DATA PROVIDED:

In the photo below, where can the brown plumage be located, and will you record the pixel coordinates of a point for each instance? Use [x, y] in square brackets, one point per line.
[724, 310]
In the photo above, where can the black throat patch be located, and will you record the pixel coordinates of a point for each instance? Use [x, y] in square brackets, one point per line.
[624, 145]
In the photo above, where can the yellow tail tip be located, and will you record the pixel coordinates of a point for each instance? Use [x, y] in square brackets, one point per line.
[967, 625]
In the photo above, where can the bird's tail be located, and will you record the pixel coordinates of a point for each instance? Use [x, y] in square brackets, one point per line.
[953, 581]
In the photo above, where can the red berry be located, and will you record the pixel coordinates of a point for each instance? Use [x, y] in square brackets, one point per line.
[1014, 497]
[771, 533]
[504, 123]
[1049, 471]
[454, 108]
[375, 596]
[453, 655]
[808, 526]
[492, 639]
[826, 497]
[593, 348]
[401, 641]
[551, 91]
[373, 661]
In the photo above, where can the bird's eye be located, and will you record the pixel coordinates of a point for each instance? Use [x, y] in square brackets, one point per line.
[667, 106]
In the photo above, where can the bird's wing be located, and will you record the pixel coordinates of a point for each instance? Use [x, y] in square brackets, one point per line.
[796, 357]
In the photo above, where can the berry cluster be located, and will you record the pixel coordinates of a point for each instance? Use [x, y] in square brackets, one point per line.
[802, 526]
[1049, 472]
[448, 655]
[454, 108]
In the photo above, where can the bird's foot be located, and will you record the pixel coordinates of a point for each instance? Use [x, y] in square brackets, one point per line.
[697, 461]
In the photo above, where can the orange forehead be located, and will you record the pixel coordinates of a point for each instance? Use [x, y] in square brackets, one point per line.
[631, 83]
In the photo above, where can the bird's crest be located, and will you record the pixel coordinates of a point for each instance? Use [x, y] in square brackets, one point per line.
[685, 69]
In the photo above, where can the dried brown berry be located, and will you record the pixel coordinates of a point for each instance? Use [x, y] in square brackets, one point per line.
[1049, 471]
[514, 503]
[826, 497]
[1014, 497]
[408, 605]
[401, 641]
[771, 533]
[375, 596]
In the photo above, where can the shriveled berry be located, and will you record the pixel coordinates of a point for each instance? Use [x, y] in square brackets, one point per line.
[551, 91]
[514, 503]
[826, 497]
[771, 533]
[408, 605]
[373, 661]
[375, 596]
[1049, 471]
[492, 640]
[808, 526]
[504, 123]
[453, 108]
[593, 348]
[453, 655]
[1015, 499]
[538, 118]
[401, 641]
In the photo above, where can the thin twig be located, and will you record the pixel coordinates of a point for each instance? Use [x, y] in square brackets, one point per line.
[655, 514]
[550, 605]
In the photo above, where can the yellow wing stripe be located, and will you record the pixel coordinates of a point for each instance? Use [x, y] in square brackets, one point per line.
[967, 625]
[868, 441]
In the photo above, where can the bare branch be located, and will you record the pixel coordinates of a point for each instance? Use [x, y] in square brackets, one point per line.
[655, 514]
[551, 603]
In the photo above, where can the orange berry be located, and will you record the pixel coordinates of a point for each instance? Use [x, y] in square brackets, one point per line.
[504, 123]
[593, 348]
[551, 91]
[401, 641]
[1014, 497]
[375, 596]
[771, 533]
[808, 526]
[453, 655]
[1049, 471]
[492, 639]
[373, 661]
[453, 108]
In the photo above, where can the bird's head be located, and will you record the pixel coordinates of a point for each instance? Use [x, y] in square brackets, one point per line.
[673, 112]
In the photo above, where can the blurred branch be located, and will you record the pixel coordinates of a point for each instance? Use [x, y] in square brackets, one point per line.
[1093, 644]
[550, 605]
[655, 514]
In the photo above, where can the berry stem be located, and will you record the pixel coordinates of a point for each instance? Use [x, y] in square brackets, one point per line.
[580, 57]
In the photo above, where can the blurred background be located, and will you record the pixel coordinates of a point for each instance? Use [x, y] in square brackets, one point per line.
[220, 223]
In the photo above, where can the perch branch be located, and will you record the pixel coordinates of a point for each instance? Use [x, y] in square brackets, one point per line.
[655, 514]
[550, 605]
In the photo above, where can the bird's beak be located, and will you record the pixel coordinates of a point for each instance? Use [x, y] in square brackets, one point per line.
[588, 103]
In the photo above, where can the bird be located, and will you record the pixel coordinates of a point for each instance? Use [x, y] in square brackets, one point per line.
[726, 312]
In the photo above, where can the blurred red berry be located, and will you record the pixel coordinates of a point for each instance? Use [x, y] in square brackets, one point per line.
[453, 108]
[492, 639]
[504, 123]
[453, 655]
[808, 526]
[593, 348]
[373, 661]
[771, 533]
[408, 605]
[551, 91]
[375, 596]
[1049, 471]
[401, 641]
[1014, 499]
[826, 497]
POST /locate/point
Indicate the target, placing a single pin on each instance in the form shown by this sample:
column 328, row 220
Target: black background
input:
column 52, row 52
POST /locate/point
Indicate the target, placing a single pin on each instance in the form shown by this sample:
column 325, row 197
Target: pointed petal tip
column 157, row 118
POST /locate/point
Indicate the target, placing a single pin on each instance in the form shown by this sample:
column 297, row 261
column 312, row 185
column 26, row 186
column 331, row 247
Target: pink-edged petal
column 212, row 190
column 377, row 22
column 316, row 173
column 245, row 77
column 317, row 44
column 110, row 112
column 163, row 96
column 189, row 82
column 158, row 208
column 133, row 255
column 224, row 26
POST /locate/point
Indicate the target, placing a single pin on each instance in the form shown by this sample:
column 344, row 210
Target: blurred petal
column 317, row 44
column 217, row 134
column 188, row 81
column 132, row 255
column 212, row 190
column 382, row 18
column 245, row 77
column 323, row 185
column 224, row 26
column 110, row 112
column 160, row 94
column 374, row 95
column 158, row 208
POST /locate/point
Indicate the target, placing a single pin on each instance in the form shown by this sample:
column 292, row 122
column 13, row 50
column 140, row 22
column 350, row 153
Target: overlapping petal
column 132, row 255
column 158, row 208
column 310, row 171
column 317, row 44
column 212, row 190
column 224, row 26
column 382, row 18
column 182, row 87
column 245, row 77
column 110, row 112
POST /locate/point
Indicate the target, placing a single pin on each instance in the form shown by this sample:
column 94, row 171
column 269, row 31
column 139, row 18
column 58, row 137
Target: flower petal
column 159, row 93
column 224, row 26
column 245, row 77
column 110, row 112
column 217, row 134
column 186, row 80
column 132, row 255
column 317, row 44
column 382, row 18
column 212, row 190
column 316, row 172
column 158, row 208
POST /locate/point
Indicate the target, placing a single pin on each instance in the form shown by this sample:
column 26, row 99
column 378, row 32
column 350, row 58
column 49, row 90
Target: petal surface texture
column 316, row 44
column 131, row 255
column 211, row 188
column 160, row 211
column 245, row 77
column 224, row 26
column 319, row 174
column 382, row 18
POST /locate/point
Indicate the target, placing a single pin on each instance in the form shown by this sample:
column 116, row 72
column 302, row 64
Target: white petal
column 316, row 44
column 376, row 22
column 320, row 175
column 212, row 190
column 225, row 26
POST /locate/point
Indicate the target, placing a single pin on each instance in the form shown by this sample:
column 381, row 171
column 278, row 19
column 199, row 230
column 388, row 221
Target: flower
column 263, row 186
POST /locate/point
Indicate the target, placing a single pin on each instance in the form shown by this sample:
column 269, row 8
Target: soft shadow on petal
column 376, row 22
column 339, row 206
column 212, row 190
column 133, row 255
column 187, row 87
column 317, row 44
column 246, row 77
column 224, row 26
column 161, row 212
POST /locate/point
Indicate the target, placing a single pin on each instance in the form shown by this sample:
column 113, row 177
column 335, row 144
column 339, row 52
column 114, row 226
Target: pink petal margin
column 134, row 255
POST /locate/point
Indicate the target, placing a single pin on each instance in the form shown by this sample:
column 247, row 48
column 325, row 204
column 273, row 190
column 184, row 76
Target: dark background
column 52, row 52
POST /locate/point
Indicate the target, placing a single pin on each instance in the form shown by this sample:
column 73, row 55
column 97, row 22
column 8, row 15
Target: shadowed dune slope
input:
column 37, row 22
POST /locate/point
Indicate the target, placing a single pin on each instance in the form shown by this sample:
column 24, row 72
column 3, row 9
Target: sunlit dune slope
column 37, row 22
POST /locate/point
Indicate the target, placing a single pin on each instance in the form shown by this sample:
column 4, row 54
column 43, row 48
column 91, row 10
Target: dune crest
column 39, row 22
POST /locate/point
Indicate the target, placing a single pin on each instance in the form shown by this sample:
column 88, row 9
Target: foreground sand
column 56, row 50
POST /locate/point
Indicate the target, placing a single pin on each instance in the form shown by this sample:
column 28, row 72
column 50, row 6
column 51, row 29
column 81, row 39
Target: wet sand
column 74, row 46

* * *

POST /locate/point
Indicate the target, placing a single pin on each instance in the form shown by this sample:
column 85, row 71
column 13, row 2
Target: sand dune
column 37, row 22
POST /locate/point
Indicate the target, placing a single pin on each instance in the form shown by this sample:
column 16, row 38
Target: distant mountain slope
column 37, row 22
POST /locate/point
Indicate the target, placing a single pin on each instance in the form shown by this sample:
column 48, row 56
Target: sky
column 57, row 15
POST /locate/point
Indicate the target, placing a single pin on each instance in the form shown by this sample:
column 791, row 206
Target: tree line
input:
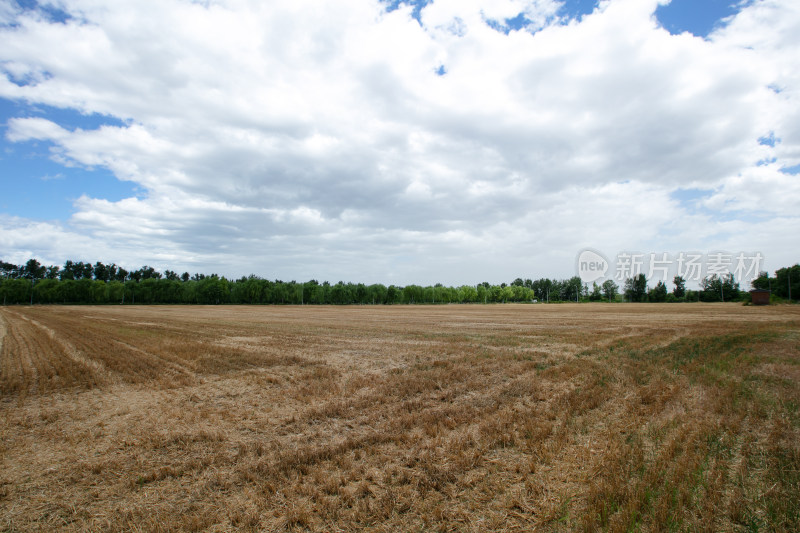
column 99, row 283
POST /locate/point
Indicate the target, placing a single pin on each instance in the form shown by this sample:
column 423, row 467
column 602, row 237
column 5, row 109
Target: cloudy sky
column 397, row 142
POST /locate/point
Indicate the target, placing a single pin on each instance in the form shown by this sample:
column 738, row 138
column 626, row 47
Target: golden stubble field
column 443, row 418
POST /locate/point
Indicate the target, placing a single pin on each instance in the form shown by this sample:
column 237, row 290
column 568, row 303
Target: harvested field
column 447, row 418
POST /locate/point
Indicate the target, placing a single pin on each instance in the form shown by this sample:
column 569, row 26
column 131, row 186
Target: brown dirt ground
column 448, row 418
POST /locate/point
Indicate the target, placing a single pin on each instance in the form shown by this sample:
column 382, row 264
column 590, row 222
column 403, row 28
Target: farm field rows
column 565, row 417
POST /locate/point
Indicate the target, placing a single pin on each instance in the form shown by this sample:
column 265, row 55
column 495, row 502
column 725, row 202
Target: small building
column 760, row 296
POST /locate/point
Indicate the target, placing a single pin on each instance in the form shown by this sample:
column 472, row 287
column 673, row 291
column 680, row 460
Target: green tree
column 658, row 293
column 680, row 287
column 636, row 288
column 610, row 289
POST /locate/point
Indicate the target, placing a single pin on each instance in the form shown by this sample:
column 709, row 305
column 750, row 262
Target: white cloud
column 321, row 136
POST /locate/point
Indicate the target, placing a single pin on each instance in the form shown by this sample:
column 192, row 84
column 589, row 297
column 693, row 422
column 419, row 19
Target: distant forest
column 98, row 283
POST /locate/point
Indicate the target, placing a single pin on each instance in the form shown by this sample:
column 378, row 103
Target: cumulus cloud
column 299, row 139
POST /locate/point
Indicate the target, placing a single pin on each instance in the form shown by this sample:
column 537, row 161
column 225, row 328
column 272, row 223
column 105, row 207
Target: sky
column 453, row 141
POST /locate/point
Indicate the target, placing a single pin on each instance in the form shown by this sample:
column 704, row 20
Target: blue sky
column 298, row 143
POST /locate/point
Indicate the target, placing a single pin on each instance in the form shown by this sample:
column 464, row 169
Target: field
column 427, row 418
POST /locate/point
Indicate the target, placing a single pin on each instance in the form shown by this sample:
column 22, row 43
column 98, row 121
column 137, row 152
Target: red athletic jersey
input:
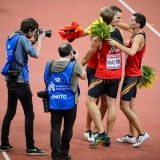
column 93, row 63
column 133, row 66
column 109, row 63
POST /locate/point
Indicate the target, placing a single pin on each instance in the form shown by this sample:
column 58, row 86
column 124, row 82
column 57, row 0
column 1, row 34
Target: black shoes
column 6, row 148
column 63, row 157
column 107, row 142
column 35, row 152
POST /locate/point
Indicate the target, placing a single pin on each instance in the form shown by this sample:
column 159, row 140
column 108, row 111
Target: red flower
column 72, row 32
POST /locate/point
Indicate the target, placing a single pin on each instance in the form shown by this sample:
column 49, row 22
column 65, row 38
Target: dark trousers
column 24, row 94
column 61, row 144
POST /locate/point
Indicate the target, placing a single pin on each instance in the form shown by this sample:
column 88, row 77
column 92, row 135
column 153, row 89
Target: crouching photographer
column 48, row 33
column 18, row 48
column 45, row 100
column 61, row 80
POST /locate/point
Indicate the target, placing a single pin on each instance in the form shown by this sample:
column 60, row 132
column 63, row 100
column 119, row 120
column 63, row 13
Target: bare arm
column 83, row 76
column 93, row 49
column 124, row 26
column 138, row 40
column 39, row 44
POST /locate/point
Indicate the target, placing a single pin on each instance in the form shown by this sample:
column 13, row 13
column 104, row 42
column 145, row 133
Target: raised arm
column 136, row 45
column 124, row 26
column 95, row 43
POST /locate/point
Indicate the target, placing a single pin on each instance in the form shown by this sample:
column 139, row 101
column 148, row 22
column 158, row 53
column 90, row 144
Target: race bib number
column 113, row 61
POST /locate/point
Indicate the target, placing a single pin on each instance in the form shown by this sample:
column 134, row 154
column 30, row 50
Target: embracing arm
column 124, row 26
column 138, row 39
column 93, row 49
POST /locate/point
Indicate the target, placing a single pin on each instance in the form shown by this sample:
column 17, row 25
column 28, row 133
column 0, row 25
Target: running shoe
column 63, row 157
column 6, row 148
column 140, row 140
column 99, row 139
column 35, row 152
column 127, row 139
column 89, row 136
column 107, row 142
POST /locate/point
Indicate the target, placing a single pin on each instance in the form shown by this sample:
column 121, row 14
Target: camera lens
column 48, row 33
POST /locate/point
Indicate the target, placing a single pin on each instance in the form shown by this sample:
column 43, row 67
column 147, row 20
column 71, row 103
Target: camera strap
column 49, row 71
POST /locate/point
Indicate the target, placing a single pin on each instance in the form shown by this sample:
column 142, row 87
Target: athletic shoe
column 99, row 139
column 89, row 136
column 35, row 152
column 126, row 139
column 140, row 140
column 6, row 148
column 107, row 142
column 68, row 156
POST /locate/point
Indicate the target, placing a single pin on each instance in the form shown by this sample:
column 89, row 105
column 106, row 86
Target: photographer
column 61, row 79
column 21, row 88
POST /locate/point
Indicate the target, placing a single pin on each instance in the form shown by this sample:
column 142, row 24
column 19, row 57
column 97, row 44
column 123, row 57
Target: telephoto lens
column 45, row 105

--

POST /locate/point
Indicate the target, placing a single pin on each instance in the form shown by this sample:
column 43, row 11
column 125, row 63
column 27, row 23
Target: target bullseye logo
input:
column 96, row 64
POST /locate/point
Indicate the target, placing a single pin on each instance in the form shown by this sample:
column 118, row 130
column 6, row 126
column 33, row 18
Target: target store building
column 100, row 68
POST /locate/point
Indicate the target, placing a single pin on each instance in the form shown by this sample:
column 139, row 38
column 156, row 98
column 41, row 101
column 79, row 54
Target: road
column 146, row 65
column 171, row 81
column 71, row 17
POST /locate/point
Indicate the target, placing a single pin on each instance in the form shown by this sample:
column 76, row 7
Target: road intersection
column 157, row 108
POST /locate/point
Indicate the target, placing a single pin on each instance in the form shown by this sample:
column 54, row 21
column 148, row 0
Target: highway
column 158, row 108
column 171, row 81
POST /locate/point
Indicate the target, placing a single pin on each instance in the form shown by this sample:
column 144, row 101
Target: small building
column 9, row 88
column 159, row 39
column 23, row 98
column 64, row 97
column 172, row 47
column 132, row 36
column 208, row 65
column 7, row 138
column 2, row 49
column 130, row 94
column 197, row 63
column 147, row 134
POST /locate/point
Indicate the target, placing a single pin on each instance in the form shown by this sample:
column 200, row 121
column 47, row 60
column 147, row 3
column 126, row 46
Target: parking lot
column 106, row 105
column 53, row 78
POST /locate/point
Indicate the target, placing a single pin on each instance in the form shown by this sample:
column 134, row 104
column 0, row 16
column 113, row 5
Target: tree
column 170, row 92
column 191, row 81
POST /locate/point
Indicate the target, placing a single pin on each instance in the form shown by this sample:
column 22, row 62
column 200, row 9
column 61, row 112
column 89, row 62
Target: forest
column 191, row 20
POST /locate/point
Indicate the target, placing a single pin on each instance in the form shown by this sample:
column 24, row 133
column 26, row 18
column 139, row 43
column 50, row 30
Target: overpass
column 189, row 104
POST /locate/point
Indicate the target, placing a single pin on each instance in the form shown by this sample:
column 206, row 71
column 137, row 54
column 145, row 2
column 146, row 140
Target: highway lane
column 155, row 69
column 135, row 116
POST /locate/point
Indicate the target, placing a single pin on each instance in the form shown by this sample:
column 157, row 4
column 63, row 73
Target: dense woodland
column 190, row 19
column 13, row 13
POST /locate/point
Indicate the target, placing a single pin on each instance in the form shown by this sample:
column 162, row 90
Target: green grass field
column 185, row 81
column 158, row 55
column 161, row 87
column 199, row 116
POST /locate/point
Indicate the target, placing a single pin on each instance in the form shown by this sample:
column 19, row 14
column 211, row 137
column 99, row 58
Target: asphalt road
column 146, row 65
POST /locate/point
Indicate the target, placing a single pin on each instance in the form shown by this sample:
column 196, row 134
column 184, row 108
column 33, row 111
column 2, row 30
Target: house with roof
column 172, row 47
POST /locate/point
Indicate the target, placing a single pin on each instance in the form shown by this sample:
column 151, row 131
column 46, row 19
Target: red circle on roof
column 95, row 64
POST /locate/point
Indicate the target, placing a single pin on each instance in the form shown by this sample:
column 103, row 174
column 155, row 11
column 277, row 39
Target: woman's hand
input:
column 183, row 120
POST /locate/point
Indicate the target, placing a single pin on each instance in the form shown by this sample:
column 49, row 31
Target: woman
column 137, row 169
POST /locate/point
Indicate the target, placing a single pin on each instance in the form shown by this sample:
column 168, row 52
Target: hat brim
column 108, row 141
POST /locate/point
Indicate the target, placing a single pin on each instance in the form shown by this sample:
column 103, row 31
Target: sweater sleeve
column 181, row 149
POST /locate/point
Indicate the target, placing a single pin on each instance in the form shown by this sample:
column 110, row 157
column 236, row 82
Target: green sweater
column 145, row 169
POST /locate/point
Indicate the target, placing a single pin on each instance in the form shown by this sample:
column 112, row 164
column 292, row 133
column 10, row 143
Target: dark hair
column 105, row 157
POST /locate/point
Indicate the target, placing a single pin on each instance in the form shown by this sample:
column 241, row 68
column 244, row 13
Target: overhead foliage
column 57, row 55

WHAT THE TASK ASKS: Starting at the line above that contains "Target: white petal", write out each line exactly until the line that contains "column 269, row 8" has been written, and stop there.

ANSWER FOR THE TASK:
Target: white petal
column 316, row 44
column 376, row 22
column 320, row 175
column 212, row 190
column 225, row 26
POST /locate/point
Indicate the target, placing a single pin on each instance in the form shown by this sample:
column 381, row 171
column 278, row 19
column 199, row 230
column 388, row 221
Target: flower
column 263, row 186
POST /locate/point
Indicate the target, placing a single pin on each instance in the form shown by this sample:
column 269, row 8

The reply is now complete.